[A block of data]

----

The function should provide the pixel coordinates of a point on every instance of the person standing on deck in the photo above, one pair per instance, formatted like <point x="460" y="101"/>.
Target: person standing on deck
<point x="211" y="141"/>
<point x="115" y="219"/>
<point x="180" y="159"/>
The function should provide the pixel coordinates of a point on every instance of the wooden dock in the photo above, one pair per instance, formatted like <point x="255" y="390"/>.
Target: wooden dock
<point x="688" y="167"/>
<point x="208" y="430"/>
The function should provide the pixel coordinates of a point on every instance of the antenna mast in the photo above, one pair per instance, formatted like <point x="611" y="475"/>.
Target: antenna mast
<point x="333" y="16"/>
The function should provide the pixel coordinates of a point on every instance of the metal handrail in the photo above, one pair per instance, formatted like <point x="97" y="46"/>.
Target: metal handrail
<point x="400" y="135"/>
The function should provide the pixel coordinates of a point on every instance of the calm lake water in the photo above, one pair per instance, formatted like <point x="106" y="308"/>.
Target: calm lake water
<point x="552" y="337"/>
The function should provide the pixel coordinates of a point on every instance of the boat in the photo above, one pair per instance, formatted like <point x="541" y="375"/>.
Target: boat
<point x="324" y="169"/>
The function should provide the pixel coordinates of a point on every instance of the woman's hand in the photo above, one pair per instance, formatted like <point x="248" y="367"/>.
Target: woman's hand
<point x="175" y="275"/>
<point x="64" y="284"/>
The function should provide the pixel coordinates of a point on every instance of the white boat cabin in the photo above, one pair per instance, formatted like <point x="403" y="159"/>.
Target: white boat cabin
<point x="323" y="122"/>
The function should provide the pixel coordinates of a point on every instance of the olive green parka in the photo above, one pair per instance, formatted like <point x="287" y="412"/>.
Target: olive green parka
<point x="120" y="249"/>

----

# SET EXERCISE
Starting at the line containing "of the antenna" and ending at the last line of the records, write those lines out again with "metal handrail" swapped for "steel railing" and nothing else altered.

# EXPECTED OUTPUT
The function should provide the pixel coordinates of a point on every instance of the antenna mast in the photo above, one pair per instance, formatted like <point x="611" y="475"/>.
Target: antenna mast
<point x="333" y="16"/>
The function should provide the pixel coordinates of a point on every instance of the steel railing in the photo above, one pair per instance, formatted like <point x="97" y="46"/>.
Target: steel railing
<point x="400" y="135"/>
The function should provide the pixel coordinates of a point on every instance of the calm lake water in the photo above, one pair per instance, formatted like <point x="106" y="308"/>.
Target: calm lake water
<point x="552" y="337"/>
The function should provide the pixel coordinates of a point on every instance of the boat in the photo above, one pair per instance, formatted like <point x="541" y="375"/>.
Target: boat
<point x="324" y="169"/>
The function should provide the pixel coordinates of a point on every instance of the woman's hand in the photo above, one pair per instance, formatted like <point x="248" y="367"/>.
Target: woman's hand
<point x="175" y="275"/>
<point x="64" y="284"/>
The function should provide the pixel coordinates of a point on every instance of the white boat cabin in the photo above, one pair per instance, formatted like <point x="403" y="159"/>.
Target: white boat cabin
<point x="323" y="122"/>
The function should provide the pixel coordinates of a point on every instance of the olive green parka in the photo above, one pair per instance, formatted like <point x="287" y="412"/>.
Target: olive green parka
<point x="120" y="249"/>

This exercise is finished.